**Exercise**
Send back all of the records, each one exactly as written.

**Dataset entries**

--------------------

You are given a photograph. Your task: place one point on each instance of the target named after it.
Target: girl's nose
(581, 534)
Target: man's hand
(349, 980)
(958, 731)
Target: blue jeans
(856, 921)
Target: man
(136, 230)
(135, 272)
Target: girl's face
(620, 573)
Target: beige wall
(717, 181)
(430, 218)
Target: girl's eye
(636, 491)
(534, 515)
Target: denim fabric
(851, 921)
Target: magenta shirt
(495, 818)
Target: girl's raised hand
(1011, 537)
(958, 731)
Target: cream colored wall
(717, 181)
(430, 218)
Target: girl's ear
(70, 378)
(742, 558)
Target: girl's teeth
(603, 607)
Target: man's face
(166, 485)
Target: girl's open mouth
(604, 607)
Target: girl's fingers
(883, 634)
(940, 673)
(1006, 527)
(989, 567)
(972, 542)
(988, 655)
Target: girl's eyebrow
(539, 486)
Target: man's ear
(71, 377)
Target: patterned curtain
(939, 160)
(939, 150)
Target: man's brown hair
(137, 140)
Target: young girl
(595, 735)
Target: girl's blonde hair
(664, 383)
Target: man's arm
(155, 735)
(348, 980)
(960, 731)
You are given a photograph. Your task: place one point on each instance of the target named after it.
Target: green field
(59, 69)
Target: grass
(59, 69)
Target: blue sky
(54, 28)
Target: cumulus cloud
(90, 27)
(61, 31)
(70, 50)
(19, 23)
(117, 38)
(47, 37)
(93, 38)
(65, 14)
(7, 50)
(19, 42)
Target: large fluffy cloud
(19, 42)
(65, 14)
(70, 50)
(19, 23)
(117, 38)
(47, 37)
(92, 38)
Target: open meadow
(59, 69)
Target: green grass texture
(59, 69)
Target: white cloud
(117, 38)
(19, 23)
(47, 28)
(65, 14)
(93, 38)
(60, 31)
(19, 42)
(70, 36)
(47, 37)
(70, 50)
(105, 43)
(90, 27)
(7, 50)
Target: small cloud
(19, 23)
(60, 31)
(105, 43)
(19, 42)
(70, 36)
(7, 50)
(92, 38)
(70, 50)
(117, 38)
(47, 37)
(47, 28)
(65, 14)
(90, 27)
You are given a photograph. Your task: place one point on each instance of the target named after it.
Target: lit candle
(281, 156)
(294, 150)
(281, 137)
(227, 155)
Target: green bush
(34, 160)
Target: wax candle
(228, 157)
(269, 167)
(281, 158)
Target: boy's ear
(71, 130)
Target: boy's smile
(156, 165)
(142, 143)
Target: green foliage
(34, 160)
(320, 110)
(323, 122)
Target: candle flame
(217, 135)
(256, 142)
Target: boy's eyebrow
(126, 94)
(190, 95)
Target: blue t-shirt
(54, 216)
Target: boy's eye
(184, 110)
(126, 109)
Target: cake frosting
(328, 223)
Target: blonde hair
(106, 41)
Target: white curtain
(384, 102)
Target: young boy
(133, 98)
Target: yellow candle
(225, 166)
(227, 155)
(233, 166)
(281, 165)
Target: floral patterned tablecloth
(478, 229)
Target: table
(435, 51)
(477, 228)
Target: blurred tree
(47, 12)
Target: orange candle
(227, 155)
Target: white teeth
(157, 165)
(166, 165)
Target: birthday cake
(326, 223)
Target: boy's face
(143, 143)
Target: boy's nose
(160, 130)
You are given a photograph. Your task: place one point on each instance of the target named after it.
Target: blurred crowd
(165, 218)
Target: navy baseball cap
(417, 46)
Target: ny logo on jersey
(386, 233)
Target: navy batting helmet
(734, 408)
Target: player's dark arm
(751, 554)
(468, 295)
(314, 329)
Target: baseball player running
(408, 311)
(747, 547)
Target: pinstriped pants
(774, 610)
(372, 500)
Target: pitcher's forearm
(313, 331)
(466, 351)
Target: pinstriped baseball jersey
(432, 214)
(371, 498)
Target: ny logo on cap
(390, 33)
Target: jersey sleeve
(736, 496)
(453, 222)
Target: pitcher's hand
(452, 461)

--------------------

**Answer below**
You are given a photograph. Your task: place one point on each instance of the target named after it.
Target: girl's nose
(581, 534)
Target: man's hand
(349, 980)
(958, 731)
Target: blue jeans
(856, 921)
Target: man
(136, 230)
(135, 272)
Target: girl's face
(620, 573)
Target: beige wall
(717, 181)
(430, 218)
Target: girl's eye
(636, 491)
(534, 515)
Target: denim fabric
(851, 921)
Target: magenta shirt
(495, 818)
Target: girl's raised hand
(1011, 537)
(958, 731)
Target: cream colored wall
(717, 181)
(430, 218)
Target: girl's ear
(70, 378)
(742, 558)
Target: girl's teeth
(603, 607)
Target: man's face
(166, 485)
Target: girl's open mouth
(604, 607)
Target: girl's fingers
(883, 634)
(940, 673)
(1006, 527)
(989, 567)
(972, 542)
(988, 655)
Target: girl's eyebrow
(539, 486)
Target: man's ear
(71, 377)
Target: patterned curtain
(939, 160)
(939, 150)
Target: man's brown hair
(137, 140)
Target: young girl
(595, 735)
Target: girl's blonde hair
(664, 383)
Target: man's arm
(155, 735)
(348, 980)
(960, 731)
You are given a photograph. Your task: place one point on each instance of the target named after it.
Target: green field
(59, 69)
Target: grass
(59, 69)
Target: blue sky
(54, 28)
Target: cumulus cloud
(90, 27)
(61, 31)
(70, 50)
(19, 23)
(117, 38)
(47, 37)
(93, 38)
(65, 14)
(7, 50)
(19, 42)
Target: large fluffy cloud
(19, 42)
(65, 14)
(70, 50)
(19, 23)
(117, 38)
(47, 37)
(92, 38)
Target: open meadow
(59, 69)
Target: green grass texture
(59, 69)
Target: white cloud
(117, 38)
(19, 23)
(47, 28)
(65, 14)
(93, 38)
(60, 31)
(19, 42)
(70, 36)
(47, 37)
(70, 50)
(105, 43)
(90, 27)
(7, 50)
Target: small cloud
(19, 23)
(60, 31)
(105, 43)
(19, 42)
(70, 36)
(7, 50)
(92, 38)
(70, 50)
(117, 38)
(47, 37)
(47, 28)
(65, 14)
(90, 27)
You are given a photograph. Your task: place one point on each instance of the target named after it.
Target: lit candle
(281, 156)
(294, 150)
(281, 137)
(227, 155)
Target: green bush
(34, 160)
Target: wax candle
(228, 157)
(269, 167)
(281, 158)
Target: boy's ear
(71, 130)
Target: boy's smile
(156, 165)
(142, 143)
Target: green foliage
(34, 160)
(320, 110)
(323, 122)
Target: candle flame
(217, 135)
(256, 142)
Target: boy's eyebrow
(126, 94)
(190, 95)
Target: blue t-shirt
(54, 216)
Target: boy's eye
(184, 110)
(126, 109)
Target: cake frosting
(328, 223)
Target: blonde hair
(106, 41)
Target: white curtain
(384, 102)
Target: young boy
(133, 98)
Target: yellow candle
(225, 166)
(227, 155)
(233, 166)
(281, 165)
Target: floral patterned tablecloth
(478, 229)
Target: table
(435, 51)
(477, 228)
Target: blurred tree
(47, 12)
Target: orange candle
(227, 155)
Target: white teeth
(157, 165)
(166, 165)
Target: birthday cake
(326, 223)
Target: boy's face
(143, 143)
Target: boy's nose
(160, 130)
You are given a photograph. Your task: place one point on each instance of the target named after it.
Target: blurred crowd
(165, 218)
Target: navy baseball cap
(417, 46)
Target: ny logo on jersey
(386, 233)
Target: navy batting helmet
(734, 408)
Target: player's dark arm
(751, 554)
(468, 295)
(314, 329)
Target: baseball player running
(408, 311)
(747, 547)
Target: pinstriped pants
(774, 610)
(372, 500)
Target: pitcher's forearm
(313, 331)
(466, 351)
Target: pinstriped baseball jersey
(432, 214)
(371, 498)
Target: ny logo on cap
(390, 33)
Target: jersey sleeve
(736, 496)
(453, 222)
Target: pitcher's hand
(452, 461)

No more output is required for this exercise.